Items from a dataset
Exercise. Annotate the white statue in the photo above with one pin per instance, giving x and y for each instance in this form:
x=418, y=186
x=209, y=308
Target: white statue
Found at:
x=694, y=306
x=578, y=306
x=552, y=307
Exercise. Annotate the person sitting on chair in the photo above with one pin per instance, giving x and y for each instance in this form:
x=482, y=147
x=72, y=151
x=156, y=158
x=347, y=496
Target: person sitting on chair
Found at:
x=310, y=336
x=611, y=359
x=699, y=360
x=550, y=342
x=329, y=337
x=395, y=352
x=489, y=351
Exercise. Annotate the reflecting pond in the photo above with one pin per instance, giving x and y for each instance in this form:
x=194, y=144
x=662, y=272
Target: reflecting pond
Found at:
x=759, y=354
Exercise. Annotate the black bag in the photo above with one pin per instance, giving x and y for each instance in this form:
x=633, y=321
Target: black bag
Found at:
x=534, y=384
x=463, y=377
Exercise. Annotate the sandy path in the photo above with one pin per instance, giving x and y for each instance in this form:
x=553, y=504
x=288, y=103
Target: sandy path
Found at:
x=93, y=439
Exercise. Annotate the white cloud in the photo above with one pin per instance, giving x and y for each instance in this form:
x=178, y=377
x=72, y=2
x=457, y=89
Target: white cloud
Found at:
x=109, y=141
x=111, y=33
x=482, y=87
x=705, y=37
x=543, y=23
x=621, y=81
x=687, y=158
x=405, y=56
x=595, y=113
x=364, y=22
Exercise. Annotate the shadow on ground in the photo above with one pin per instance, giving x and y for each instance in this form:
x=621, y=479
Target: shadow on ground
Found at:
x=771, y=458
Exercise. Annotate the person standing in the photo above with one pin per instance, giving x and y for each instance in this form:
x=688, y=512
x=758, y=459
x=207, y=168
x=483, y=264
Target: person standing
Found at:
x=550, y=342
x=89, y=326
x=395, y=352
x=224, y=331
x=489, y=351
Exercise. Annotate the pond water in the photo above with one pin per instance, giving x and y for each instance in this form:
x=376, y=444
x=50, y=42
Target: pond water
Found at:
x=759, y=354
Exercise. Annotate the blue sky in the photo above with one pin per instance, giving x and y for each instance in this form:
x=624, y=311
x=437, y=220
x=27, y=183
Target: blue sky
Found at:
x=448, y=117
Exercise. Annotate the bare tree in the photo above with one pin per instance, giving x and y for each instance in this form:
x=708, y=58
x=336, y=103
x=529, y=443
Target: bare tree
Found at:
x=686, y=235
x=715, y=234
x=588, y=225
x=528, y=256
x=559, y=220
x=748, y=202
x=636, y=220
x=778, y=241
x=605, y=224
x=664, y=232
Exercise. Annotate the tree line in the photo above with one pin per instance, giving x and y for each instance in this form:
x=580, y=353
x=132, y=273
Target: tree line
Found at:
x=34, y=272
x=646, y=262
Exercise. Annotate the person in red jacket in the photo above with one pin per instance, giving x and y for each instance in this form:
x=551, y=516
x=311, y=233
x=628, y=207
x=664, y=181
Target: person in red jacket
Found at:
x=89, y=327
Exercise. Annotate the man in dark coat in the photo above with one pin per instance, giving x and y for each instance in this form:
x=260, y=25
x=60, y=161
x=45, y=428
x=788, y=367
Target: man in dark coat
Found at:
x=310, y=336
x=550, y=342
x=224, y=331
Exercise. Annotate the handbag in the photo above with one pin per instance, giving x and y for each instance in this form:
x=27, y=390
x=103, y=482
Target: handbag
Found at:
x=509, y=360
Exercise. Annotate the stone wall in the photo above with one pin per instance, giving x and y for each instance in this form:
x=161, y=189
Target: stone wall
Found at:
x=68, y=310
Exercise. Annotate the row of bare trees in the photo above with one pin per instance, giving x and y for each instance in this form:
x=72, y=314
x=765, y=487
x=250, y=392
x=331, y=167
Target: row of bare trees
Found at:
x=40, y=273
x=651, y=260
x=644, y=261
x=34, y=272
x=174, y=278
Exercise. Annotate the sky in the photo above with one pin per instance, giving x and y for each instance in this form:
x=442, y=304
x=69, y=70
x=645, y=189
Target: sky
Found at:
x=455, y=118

Problem description:
Can you quote all of the lines above word for word, from the first one to the last?

Solved problem:
Exercise. Annotate the white statue in the photo above with one pin per instance, giving x and y for each instance in this form:
x=418, y=186
x=209, y=308
Target: white statue
Found at:
x=694, y=306
x=578, y=306
x=552, y=307
Exercise. Annotate the person sitting on chair in the photo above with one pin per instance, giving x and y for each instance in this form:
x=482, y=147
x=72, y=151
x=156, y=158
x=347, y=496
Target: person sitting on chair
Found at:
x=310, y=336
x=611, y=359
x=699, y=360
x=550, y=342
x=329, y=337
x=395, y=352
x=489, y=351
Exercise. Annotate the reflecting pond in the photo above with one pin per instance, giving x and y for each instance in this form:
x=194, y=144
x=662, y=272
Target: reflecting pond
Found at:
x=759, y=354
Exercise. Annotate the black bag in the photo above with one pin per instance, giving x and y for each instance in this form:
x=633, y=321
Target: black bag
Found at:
x=534, y=384
x=463, y=377
Exercise. Annotate the sandy path in the photo above with one pin per instance, giving x and y for each instance in this form:
x=553, y=504
x=288, y=103
Target: sandy path
Found at:
x=93, y=439
Exercise. Annotate the white cloud in the photo above with one pin per instance, giving x and y for each instance in this form:
x=178, y=377
x=72, y=2
x=457, y=89
Target: white cloud
Found at:
x=109, y=141
x=111, y=33
x=482, y=87
x=705, y=37
x=543, y=23
x=621, y=81
x=687, y=158
x=405, y=56
x=595, y=113
x=364, y=22
Exercise. Annotate the shadow on ground in the photo above with one pin per instance, giving x and y for each instance in this form:
x=621, y=479
Target: shadow on ground
Found at:
x=771, y=458
Exercise. Annotate the person standing in the photo above with one pin per instance, giving x and y for each instance in this form:
x=688, y=512
x=758, y=459
x=207, y=168
x=483, y=264
Target: person standing
Found at:
x=550, y=342
x=89, y=326
x=395, y=352
x=224, y=331
x=489, y=351
Exercise. Annotate the pond water in the photo above with one pin per instance, giving x and y for each instance in this form:
x=376, y=444
x=50, y=42
Target: pond water
Found at:
x=759, y=354
Exercise. Annotate the blue sky in the photo above with one pin per instance, giving x and y for each instance in this form:
x=624, y=311
x=437, y=220
x=27, y=183
Target: blue sky
Found at:
x=448, y=117
Exercise. Annotate the bare tree in the photo above with one pin per instance, giving x and y for each instance in this form:
x=708, y=58
x=336, y=103
x=529, y=443
Target: bare tree
Found at:
x=686, y=235
x=715, y=234
x=588, y=225
x=528, y=256
x=559, y=220
x=748, y=202
x=636, y=220
x=778, y=241
x=605, y=224
x=664, y=232
Exercise. Annotate the tree line in the photo above with one pin per instance, giving x and y for each instance in this form:
x=580, y=353
x=132, y=273
Target: tree line
Found at:
x=34, y=272
x=646, y=262
Exercise. Annotate the person in red jacket in the photo above with one pin per instance, giving x and y for each instance in this form:
x=551, y=516
x=311, y=233
x=628, y=207
x=664, y=181
Target: person in red jacket
Found at:
x=89, y=327
Exercise. Annotate the man in dark coat in the photo above with one pin per instance, giving x and y for each instance in this form:
x=260, y=25
x=60, y=161
x=45, y=428
x=788, y=367
Target: man in dark coat
Found at:
x=310, y=336
x=550, y=342
x=224, y=331
Exercise. Annotate the handbag in the photo above with one pin per instance, giving x and y for each instance in this form:
x=27, y=390
x=103, y=482
Target: handbag
Found at:
x=509, y=360
Exercise. Annotate the stone wall in the photo above with one pin per instance, giving x and y for each instance in this form:
x=161, y=189
Target: stone wall
Found at:
x=68, y=310
Exercise. Annotate the row of bare trees in the photo above with one pin per instance, giving x and y for each instance in this form:
x=72, y=314
x=765, y=487
x=250, y=392
x=331, y=167
Target: row of bare trees
Found at:
x=40, y=273
x=651, y=260
x=644, y=261
x=34, y=272
x=174, y=278
Exercise. Annotate the sky in the photo above with one pin per instance, giving x and y for each instance in this form:
x=442, y=304
x=69, y=70
x=645, y=189
Target: sky
Found at:
x=455, y=118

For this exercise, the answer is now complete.